** Opening Source data block **

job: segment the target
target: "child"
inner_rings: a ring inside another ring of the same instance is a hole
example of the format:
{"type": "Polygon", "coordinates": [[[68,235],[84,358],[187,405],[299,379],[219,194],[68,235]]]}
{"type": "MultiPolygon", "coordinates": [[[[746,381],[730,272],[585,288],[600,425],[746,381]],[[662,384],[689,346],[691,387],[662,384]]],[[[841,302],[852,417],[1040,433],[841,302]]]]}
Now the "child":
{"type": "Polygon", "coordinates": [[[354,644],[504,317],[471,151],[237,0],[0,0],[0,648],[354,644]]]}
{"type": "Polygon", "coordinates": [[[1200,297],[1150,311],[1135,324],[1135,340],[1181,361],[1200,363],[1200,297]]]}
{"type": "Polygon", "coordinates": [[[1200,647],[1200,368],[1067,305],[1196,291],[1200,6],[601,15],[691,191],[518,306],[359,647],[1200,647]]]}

** Closing Source data block **

**Your task**
Pick out each line in the material containing "target".

**Response to this exercise**
job: segment the target
target: "child"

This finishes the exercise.